Work required :: Rewrite the items from the beginning through the line containing "positive clicks: (256, 235) (259, 236)", changing "rough mask" to "coarse mask" and leaving everything else the same.

+++++

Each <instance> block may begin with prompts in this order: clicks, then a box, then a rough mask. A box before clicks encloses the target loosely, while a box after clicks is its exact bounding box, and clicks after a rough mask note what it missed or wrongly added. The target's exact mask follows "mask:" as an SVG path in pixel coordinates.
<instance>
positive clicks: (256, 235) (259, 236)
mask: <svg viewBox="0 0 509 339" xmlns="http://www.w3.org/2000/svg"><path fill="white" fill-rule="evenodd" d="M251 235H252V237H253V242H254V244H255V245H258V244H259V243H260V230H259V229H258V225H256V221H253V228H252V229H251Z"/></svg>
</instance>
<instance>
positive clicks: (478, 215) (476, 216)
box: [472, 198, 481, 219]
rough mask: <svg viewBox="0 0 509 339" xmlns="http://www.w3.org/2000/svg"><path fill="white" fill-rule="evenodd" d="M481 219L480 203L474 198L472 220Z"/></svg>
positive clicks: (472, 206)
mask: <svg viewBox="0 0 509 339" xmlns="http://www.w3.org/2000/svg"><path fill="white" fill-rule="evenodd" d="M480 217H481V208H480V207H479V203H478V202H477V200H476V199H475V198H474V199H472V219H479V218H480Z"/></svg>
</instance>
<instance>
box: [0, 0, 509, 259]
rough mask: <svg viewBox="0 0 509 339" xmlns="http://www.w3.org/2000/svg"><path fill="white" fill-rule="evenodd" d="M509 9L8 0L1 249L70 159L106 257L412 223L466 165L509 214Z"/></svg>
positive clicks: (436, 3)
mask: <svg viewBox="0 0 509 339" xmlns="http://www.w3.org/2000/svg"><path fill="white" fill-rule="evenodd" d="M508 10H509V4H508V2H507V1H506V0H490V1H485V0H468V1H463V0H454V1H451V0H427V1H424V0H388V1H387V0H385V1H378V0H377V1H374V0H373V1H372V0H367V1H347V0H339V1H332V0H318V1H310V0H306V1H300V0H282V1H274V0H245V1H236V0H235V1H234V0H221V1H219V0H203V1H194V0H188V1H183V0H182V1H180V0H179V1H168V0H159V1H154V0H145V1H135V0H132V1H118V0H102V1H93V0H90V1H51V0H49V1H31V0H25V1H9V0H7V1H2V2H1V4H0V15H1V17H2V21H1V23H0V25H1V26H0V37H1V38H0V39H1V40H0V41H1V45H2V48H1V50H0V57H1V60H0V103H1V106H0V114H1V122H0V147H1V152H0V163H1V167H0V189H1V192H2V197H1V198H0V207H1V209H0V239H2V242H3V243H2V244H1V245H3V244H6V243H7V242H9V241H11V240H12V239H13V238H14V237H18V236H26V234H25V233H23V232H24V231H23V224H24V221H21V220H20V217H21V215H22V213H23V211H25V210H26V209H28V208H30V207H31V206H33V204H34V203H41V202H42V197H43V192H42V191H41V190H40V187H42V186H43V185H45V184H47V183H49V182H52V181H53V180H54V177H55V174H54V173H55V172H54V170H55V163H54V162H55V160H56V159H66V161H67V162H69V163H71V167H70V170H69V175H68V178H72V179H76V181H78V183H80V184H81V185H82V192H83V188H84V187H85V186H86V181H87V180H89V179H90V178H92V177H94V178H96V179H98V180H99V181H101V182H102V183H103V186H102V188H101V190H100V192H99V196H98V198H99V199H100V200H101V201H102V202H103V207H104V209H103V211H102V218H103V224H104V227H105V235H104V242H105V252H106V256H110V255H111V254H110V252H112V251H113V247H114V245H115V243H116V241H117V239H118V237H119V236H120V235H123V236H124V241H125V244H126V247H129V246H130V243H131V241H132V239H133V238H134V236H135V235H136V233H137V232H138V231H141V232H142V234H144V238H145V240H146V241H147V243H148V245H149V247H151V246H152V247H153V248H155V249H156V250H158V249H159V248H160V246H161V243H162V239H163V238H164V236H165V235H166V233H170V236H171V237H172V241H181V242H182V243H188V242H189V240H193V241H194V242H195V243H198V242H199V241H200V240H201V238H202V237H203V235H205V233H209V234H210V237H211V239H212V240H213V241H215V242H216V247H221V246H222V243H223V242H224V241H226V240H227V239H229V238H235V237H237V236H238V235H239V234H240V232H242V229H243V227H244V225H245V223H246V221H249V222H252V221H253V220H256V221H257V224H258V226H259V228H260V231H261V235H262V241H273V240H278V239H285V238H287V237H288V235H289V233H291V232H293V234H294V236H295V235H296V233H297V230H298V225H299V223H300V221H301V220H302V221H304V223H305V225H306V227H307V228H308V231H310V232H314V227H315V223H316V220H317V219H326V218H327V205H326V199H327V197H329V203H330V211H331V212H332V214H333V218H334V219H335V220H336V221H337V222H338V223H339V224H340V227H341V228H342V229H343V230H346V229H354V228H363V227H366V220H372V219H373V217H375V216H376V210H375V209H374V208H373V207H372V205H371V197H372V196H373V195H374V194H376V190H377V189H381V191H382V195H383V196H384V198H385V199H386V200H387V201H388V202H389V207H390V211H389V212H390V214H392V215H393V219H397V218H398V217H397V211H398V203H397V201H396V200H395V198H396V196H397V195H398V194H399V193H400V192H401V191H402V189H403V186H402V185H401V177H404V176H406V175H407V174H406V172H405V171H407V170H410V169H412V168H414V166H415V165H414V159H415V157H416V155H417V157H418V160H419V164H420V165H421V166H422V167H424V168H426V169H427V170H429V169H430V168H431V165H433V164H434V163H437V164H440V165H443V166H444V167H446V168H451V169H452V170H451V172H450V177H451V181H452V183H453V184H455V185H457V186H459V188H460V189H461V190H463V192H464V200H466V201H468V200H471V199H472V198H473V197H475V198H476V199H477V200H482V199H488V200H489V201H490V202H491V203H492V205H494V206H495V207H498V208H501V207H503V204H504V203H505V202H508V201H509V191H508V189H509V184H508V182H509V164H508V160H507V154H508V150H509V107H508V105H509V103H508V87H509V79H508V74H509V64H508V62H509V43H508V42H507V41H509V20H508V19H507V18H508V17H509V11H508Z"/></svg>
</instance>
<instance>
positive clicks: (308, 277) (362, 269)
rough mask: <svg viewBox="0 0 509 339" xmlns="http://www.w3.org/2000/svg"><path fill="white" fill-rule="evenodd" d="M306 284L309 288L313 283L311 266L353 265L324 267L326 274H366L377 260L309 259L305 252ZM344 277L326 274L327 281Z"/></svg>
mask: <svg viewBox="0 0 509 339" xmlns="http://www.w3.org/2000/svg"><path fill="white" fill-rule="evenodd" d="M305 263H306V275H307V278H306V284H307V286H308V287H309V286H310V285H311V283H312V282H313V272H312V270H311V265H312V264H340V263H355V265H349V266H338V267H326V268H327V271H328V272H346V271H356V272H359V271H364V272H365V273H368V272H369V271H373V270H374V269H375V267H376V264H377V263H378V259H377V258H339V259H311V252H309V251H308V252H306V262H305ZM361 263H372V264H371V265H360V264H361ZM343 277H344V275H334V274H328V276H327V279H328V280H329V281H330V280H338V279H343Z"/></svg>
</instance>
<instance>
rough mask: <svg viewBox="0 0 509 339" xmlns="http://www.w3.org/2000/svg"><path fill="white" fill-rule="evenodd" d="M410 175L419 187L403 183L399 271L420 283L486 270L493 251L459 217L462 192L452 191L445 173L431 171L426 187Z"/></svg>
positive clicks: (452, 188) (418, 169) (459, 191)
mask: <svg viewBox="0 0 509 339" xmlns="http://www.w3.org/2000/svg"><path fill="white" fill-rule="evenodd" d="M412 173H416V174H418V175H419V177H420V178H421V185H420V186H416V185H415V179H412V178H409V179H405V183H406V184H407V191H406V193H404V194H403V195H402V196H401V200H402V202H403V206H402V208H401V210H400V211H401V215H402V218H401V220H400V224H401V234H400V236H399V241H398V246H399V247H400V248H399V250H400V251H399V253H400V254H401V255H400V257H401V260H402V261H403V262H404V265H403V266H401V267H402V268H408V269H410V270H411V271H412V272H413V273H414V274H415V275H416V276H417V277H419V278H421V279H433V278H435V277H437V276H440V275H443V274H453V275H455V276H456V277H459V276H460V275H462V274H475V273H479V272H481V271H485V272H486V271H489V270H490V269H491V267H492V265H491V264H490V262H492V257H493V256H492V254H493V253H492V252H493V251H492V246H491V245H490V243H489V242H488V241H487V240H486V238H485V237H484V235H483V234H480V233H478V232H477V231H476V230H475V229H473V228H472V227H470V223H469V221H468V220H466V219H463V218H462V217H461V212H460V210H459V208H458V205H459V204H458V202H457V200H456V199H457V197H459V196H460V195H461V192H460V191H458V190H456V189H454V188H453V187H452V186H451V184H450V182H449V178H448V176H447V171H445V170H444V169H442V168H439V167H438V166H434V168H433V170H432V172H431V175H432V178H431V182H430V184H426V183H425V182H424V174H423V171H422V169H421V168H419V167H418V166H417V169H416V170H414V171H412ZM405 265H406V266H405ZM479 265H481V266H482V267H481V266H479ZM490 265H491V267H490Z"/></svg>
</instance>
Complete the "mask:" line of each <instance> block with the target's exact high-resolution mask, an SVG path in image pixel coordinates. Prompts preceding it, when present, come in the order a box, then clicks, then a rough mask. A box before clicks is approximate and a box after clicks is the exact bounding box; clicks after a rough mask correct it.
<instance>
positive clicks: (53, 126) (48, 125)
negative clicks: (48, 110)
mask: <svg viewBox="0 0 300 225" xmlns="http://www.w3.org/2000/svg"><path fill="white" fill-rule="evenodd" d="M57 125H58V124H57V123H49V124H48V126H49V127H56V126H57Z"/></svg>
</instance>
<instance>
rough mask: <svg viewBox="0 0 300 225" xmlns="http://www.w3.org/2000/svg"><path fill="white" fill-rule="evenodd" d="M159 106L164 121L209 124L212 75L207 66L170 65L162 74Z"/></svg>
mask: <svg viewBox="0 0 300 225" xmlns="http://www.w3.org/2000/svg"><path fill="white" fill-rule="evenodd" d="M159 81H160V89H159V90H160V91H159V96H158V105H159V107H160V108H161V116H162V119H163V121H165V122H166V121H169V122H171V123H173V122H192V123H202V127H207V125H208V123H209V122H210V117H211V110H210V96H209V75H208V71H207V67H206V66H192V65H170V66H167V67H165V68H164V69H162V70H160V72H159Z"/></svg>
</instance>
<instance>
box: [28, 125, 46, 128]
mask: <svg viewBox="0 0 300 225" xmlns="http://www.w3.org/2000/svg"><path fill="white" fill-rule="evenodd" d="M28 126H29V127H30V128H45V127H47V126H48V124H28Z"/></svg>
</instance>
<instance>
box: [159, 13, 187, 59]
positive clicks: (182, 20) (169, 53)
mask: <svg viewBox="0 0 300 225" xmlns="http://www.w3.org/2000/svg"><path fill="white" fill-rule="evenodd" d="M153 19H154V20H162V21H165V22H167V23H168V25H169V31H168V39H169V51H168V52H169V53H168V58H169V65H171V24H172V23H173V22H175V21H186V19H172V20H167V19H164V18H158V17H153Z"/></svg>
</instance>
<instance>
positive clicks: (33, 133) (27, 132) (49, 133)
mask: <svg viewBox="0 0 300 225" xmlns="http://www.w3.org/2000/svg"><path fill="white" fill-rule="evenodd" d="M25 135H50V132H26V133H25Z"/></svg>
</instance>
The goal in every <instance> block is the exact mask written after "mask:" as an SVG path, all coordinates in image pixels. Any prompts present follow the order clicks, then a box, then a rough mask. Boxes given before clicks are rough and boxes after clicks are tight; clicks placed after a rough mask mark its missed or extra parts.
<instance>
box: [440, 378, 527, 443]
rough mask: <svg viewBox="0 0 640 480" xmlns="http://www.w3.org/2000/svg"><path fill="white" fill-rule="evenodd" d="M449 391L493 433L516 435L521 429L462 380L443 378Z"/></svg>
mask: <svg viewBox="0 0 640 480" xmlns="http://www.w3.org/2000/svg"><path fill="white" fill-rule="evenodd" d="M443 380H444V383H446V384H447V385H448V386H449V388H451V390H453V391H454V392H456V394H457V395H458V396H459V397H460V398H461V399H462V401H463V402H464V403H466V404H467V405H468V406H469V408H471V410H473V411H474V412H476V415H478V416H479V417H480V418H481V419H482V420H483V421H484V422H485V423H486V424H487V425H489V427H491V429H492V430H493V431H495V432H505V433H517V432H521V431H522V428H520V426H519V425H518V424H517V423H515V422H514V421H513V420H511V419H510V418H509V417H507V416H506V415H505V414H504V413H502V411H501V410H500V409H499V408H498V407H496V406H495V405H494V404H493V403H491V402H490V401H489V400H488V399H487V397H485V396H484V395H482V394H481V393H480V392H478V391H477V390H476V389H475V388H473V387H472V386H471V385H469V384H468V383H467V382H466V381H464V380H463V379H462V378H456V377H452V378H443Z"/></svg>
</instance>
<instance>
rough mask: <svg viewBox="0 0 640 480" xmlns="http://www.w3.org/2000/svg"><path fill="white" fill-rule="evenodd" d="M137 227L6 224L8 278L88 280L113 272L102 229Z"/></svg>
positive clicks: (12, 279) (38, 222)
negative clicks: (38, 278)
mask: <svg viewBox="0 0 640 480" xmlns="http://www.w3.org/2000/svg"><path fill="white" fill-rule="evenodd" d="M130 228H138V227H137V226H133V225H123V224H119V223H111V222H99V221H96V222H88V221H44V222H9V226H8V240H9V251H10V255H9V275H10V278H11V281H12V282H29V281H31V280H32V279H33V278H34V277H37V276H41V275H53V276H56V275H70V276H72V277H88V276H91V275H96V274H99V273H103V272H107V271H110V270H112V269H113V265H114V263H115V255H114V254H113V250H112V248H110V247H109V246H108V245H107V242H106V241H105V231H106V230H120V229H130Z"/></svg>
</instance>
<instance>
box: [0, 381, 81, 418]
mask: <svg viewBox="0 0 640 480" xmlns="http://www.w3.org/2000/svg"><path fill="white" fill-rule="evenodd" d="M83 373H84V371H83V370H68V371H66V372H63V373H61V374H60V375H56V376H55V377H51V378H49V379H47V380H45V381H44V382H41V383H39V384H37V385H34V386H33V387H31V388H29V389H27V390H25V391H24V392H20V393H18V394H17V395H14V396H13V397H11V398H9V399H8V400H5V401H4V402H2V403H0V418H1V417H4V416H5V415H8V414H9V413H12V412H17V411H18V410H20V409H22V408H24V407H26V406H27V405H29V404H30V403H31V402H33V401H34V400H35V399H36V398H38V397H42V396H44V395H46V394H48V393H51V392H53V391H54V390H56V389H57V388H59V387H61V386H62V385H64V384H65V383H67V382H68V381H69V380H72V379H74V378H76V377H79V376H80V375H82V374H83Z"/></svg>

+++++

Written reply ::
Each <instance> block may begin with prompts in this order: clicks, then a box, then a coarse mask. A box before clicks encloses the target loosely, while a box after clicks is its exact bounding box, and clicks after a coarse mask note what it missed or wrongly added. The target's exact mask follows "mask:" as an SVG path in pixel coordinates.
<instance>
positive clicks: (256, 235) (259, 236)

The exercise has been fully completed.